• Work order
Carry on the passage about olive oil fraud below, picking up right after its final sentence.
┌─ Page text
That said, there have been instances in the world where it hasn’t just been an innocuous mix of cheaper vegetable oils. In an extreme case in 1981: 1,200 people died almost instantly and 25,000 people were hospitalized with neurological damage north of Madrid. It was from consuming olive oil that was in large part industrial rapeseed oil. It had an additive in it called aniline, which is a severe neurotoxin. It was one of the worst food catastrophes and food poisoning events in world history. And nobody talks about it.
Here’s the thing: It could happen again because people are playing really fast and loose with olive oil—think about the number of people with a soybean or peanut allergy who have been exposed to adulterated oil that’s been mixed with peanut or soy oil. This is all ironic, because real olive oil is one of the healthiest foods that we know of.
“So when companies refine this really rotten, horrible olive oil, you get something flavorless, odorless—it’s like deodorizing a corpse—it’s still dead, but it doesn’t stink.”
Besides mixing with cheaper oils (for example, soybean costs one tenth of what EVOO costs), you’ll also find companies engaging in the illegal processing of really bad olive oil. It might be from olives that have been sitting on the ground for months, olives that are essentially rotten. They make an ugly, inedible oil that you can’t imagine putting in your mouth, but then it’s refined at a very low temperature, which takes the taste of rancidity out.
└─
┌─ Records shown
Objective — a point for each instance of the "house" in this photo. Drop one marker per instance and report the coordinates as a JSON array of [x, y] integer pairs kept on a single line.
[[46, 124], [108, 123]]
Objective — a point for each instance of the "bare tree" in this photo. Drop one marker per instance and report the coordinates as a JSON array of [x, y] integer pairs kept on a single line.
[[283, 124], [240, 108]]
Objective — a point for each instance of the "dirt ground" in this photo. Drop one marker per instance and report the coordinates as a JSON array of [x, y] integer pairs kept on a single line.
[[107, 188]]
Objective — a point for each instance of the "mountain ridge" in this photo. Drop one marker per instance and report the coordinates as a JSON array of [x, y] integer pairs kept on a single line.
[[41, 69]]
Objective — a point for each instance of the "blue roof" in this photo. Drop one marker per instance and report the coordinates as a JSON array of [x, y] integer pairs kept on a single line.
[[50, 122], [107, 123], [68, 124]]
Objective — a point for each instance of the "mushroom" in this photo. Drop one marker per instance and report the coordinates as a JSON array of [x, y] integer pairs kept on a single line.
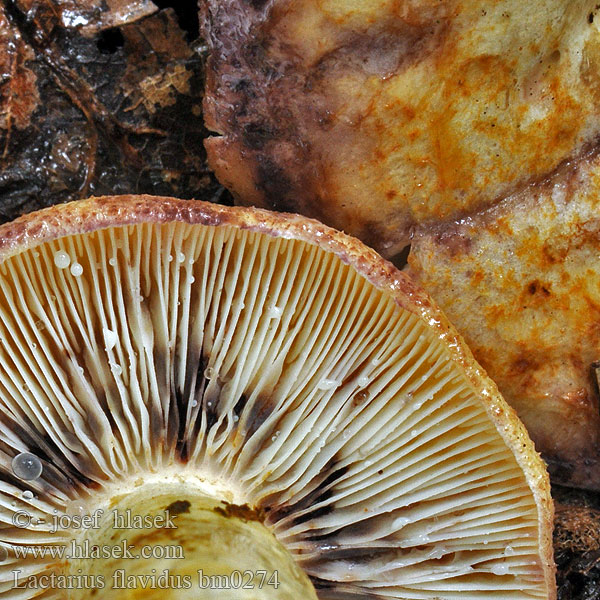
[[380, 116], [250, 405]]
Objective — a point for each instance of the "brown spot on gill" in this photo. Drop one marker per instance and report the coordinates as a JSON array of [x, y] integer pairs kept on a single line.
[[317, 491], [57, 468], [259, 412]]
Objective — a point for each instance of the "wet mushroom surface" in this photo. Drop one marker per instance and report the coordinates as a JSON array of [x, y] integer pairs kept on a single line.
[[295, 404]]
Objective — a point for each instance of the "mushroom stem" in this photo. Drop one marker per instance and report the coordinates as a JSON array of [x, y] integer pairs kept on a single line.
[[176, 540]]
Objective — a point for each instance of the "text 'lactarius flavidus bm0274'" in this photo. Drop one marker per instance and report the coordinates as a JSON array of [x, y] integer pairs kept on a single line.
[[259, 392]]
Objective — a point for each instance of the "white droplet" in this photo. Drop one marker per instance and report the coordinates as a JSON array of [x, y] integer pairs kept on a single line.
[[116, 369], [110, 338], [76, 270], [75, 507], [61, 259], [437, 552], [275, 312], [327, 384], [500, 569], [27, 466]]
└─
• Your response
Olives are stone fruits like cherries or plums. And much like fruit juice, extra virgin olive oil should be made from freshly squeezed olives. It’s literally fresh juice—sure, olive oil keeps better than citrus, but you don’t squeeze your oranges on July 1, and drink the juice on August 27.
So when companies refine this really rotten, horrible olive oil, you get something flavorless, odorless—it’s like deodorizing a corpse—it’s still dead, but it doesn’t stink. For the time being, it doesn’t offend your senses because you’ve knocked out the sensory characteristics. The really messed up thing is that you’re selling it NOT ONLY as something edible, but as something that is super healthy.
These are the illegal dodges.
But then there are the legal frauds—things like labeling olive oil “extra light.” I lurk around supermarkets sometimes—the scenes of most of these crimes—and cannot tell you how many times I’ve seen women, in particular, gravitate to those bottles. It has the same 120 calories per tablespoon as any other olive oil—it just happens to have all the goodness refined out of it. This is illegal in Europe, but still legal in the States.